### Contour annotation items

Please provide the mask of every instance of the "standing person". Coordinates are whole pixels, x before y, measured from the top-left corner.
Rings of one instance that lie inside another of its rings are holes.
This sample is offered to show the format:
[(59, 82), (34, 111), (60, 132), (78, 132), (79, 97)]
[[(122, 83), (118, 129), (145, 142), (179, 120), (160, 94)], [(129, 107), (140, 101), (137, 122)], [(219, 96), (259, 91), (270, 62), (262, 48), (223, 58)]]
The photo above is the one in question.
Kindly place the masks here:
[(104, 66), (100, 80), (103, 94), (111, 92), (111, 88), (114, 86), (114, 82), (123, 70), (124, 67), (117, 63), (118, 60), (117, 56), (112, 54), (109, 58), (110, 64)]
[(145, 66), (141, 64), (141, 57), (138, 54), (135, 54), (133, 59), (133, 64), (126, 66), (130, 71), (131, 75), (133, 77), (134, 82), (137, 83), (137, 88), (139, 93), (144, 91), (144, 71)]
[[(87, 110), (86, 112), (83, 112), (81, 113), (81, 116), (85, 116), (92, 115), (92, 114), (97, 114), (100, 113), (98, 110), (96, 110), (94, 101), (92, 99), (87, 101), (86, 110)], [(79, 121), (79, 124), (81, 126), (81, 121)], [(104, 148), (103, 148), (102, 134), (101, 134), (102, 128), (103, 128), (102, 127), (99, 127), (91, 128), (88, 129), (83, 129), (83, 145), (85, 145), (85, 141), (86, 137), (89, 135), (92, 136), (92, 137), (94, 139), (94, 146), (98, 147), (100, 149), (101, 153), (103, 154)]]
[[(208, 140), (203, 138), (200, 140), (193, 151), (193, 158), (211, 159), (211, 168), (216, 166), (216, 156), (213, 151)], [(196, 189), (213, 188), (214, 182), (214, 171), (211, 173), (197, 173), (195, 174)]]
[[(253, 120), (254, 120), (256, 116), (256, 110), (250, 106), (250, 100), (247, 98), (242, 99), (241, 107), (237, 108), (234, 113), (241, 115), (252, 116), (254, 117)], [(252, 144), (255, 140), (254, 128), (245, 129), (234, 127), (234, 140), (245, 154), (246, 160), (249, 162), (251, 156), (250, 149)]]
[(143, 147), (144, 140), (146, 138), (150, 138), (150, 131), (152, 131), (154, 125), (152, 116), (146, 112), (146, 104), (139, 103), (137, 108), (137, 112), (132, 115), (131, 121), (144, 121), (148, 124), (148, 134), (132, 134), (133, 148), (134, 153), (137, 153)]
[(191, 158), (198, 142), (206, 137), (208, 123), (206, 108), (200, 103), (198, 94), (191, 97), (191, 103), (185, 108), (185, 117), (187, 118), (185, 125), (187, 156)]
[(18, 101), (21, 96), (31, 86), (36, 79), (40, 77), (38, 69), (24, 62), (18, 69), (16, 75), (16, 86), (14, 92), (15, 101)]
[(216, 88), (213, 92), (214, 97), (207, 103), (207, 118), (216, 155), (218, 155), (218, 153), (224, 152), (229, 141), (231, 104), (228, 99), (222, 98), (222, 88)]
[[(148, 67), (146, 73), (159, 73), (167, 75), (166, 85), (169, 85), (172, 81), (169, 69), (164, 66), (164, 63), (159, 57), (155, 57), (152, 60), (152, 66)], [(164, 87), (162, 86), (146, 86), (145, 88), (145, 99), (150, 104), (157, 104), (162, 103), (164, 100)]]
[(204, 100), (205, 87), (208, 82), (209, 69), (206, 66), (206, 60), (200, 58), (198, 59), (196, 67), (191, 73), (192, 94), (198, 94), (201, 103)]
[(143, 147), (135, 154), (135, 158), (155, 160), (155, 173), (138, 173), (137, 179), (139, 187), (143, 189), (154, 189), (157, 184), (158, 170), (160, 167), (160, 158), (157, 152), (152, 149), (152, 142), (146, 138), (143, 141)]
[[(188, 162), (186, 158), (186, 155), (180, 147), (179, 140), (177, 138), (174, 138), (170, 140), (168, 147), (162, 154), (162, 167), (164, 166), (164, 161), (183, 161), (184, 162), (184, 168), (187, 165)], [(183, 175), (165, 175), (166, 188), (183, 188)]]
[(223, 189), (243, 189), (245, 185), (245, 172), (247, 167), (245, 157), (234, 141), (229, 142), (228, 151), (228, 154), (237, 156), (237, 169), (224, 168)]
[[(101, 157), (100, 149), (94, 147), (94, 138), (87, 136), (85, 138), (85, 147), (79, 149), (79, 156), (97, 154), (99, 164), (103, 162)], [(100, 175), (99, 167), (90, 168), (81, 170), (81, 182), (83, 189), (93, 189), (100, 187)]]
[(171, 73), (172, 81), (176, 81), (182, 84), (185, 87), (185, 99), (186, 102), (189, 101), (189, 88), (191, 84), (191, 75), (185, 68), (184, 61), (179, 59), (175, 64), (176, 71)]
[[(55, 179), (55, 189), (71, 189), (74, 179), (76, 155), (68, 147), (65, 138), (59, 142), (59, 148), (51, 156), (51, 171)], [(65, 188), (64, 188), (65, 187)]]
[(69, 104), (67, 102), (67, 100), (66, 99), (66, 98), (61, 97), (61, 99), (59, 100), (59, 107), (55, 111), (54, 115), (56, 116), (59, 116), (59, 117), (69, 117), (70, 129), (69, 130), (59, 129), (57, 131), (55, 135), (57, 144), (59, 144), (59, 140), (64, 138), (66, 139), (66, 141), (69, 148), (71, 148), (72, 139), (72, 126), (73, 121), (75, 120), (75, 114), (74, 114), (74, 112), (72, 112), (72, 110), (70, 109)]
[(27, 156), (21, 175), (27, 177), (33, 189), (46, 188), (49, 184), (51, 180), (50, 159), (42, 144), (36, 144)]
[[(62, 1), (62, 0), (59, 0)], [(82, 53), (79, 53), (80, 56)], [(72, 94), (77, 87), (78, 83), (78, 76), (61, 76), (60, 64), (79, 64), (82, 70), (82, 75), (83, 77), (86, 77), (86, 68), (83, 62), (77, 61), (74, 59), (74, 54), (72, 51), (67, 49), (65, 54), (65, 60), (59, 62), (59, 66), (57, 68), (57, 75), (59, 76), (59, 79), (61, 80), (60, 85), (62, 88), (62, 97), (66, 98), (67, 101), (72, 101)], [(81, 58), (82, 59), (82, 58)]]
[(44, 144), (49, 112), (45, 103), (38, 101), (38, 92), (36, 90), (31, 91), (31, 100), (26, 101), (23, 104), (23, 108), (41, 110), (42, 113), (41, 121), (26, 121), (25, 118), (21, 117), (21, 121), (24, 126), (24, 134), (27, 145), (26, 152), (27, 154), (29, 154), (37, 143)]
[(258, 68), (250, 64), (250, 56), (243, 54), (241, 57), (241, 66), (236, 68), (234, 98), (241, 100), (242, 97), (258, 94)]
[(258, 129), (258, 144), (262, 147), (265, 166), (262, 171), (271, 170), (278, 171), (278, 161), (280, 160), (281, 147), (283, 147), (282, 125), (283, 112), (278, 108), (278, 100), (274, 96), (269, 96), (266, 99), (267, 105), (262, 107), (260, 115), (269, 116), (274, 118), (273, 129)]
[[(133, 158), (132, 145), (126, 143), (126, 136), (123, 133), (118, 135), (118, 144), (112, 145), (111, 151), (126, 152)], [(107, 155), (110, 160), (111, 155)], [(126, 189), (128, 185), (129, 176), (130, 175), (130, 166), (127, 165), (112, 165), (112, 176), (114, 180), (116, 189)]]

### GIVEN REQUEST
Rewrite the items above with "standing person" switched to "seated person", leaving everything else unchanged.

### PROBLEM SOLUTION
Please provide the mask of every instance of the "seated person". Coordinates are whole pixels, x before y, measured from the top-left corner.
Rings of one instance that lie inside another of its rings are holes.
This sample is offered to show the format:
[(59, 82), (34, 111), (60, 132), (78, 132), (79, 97)]
[[(122, 83), (118, 129), (145, 142), (179, 120), (160, 94)], [(129, 107), (140, 101), (137, 122)], [(219, 96), (259, 91), (270, 62), (262, 48), (223, 58)]]
The photo above is the one in question.
Kindly place the masks here:
[(104, 66), (100, 80), (103, 94), (111, 92), (111, 88), (114, 86), (114, 82), (123, 70), (124, 67), (117, 63), (118, 60), (117, 56), (112, 54), (109, 58), (110, 64)]
[(145, 66), (141, 64), (141, 57), (138, 54), (135, 54), (133, 59), (133, 64), (126, 66), (130, 71), (131, 75), (133, 77), (134, 82), (137, 83), (137, 88), (139, 93), (144, 91), (144, 71)]
[[(87, 110), (86, 112), (83, 112), (81, 113), (81, 116), (85, 116), (92, 115), (92, 114), (97, 114), (100, 113), (98, 110), (96, 110), (94, 101), (92, 99), (87, 101), (86, 110)], [(79, 121), (79, 124), (81, 126), (81, 121)], [(104, 148), (103, 148), (102, 134), (101, 134), (102, 128), (103, 128), (102, 127), (99, 127), (91, 128), (88, 129), (83, 129), (83, 145), (85, 145), (85, 141), (86, 137), (89, 135), (92, 136), (92, 137), (94, 139), (94, 146), (98, 147), (100, 149), (101, 153), (103, 154)]]
[[(208, 140), (203, 138), (200, 140), (193, 151), (193, 158), (211, 159), (211, 168), (216, 166), (216, 156), (213, 151)], [(196, 189), (213, 188), (214, 182), (214, 171), (211, 173), (197, 173), (195, 174)]]
[[(253, 120), (254, 120), (256, 116), (256, 110), (250, 106), (250, 100), (247, 98), (242, 99), (241, 107), (237, 108), (234, 113), (241, 115), (252, 116), (254, 117)], [(252, 144), (255, 140), (254, 128), (245, 129), (234, 127), (234, 140), (245, 154), (246, 160), (249, 162), (251, 156), (250, 149)]]
[(143, 147), (144, 140), (146, 138), (150, 138), (150, 131), (152, 131), (154, 125), (152, 116), (146, 112), (146, 104), (139, 103), (137, 108), (137, 112), (132, 115), (131, 121), (144, 121), (148, 124), (148, 134), (132, 134), (133, 148), (134, 153), (137, 153)]
[(191, 158), (198, 142), (206, 137), (208, 123), (206, 108), (200, 103), (198, 94), (191, 97), (191, 103), (185, 108), (185, 117), (187, 118), (185, 125), (187, 156)]
[(18, 101), (21, 96), (31, 86), (36, 79), (40, 77), (38, 69), (24, 62), (18, 69), (16, 75), (16, 86), (14, 92), (15, 101)]
[(216, 88), (213, 92), (214, 97), (207, 103), (207, 118), (216, 155), (218, 155), (218, 153), (224, 152), (229, 141), (231, 104), (228, 99), (222, 98), (222, 88)]
[[(148, 67), (146, 73), (159, 73), (167, 75), (166, 85), (169, 85), (172, 81), (169, 69), (164, 66), (164, 63), (159, 57), (155, 57), (152, 60), (152, 66)], [(164, 87), (162, 86), (146, 86), (145, 88), (145, 99), (150, 104), (157, 104), (162, 103), (164, 100)]]
[(204, 100), (205, 87), (208, 82), (209, 69), (206, 66), (206, 60), (200, 58), (198, 59), (196, 67), (191, 73), (192, 94), (198, 94), (201, 103)]
[(143, 147), (135, 154), (135, 158), (155, 160), (155, 173), (138, 173), (137, 179), (139, 187), (143, 189), (154, 189), (157, 184), (158, 170), (160, 167), (160, 158), (157, 152), (152, 149), (152, 142), (146, 138), (143, 141)]
[[(188, 162), (186, 158), (186, 155), (180, 147), (179, 140), (177, 138), (174, 138), (170, 140), (168, 147), (162, 154), (162, 167), (164, 166), (164, 161), (183, 161), (184, 162), (184, 168), (187, 165)], [(183, 175), (165, 175), (166, 188), (183, 188)]]
[(223, 189), (243, 189), (245, 185), (245, 172), (247, 167), (245, 157), (234, 141), (229, 142), (228, 151), (228, 154), (237, 156), (237, 169), (224, 168)]
[[(101, 157), (100, 149), (94, 147), (94, 138), (87, 136), (85, 138), (85, 147), (79, 149), (79, 156), (97, 154), (99, 164), (103, 162)], [(100, 175), (99, 167), (90, 168), (81, 170), (81, 182), (83, 189), (93, 189), (100, 187)]]
[(171, 73), (172, 81), (176, 81), (182, 84), (185, 87), (185, 99), (186, 102), (189, 101), (189, 88), (191, 84), (191, 75), (185, 68), (184, 61), (179, 59), (175, 64), (176, 71)]
[[(55, 179), (55, 189), (71, 189), (74, 179), (76, 155), (68, 147), (65, 138), (59, 142), (59, 148), (51, 156), (51, 171)], [(65, 188), (64, 188), (65, 187)]]
[(69, 104), (67, 102), (67, 100), (66, 99), (66, 98), (61, 97), (61, 99), (59, 100), (59, 107), (55, 111), (54, 115), (56, 116), (59, 116), (59, 117), (69, 117), (70, 129), (69, 130), (59, 129), (57, 131), (55, 135), (57, 144), (59, 144), (59, 140), (64, 138), (66, 139), (66, 141), (69, 148), (71, 148), (72, 139), (72, 126), (73, 121), (75, 120), (75, 114), (74, 114), (74, 112), (72, 112), (72, 110), (70, 109)]
[(27, 156), (21, 175), (27, 177), (33, 189), (46, 188), (49, 184), (51, 180), (50, 159), (42, 144), (36, 144)]
[[(62, 1), (62, 0), (59, 0)], [(82, 53), (79, 53), (80, 56)], [(72, 94), (77, 87), (78, 83), (78, 76), (61, 76), (60, 64), (79, 64), (82, 70), (82, 75), (83, 77), (86, 77), (86, 68), (83, 62), (77, 61), (74, 59), (74, 54), (72, 51), (67, 49), (65, 54), (65, 60), (59, 62), (59, 66), (57, 68), (57, 75), (59, 76), (59, 79), (61, 80), (60, 85), (62, 88), (62, 97), (66, 98), (67, 101), (72, 101)], [(81, 58), (82, 59), (82, 58)]]
[(44, 144), (49, 112), (45, 103), (38, 101), (38, 92), (36, 90), (31, 91), (31, 100), (26, 101), (23, 104), (23, 108), (41, 110), (42, 113), (41, 121), (26, 121), (25, 118), (21, 117), (21, 121), (24, 126), (24, 134), (27, 145), (26, 152), (27, 154), (29, 154), (37, 143)]
[(258, 68), (250, 64), (250, 56), (243, 54), (241, 57), (241, 66), (236, 68), (234, 98), (241, 100), (242, 97), (258, 94)]
[(258, 129), (258, 144), (262, 147), (265, 166), (262, 171), (271, 170), (278, 171), (278, 161), (280, 160), (281, 147), (283, 147), (282, 125), (283, 112), (278, 108), (278, 100), (274, 96), (269, 96), (266, 99), (267, 105), (262, 107), (260, 115), (269, 116), (274, 118), (273, 129)]
[[(133, 158), (132, 145), (126, 143), (126, 136), (123, 133), (118, 135), (118, 144), (112, 145), (111, 151), (126, 152)], [(107, 155), (110, 160), (111, 155)], [(126, 189), (128, 185), (129, 176), (130, 175), (130, 166), (127, 165), (112, 165), (112, 176), (114, 180), (116, 189)]]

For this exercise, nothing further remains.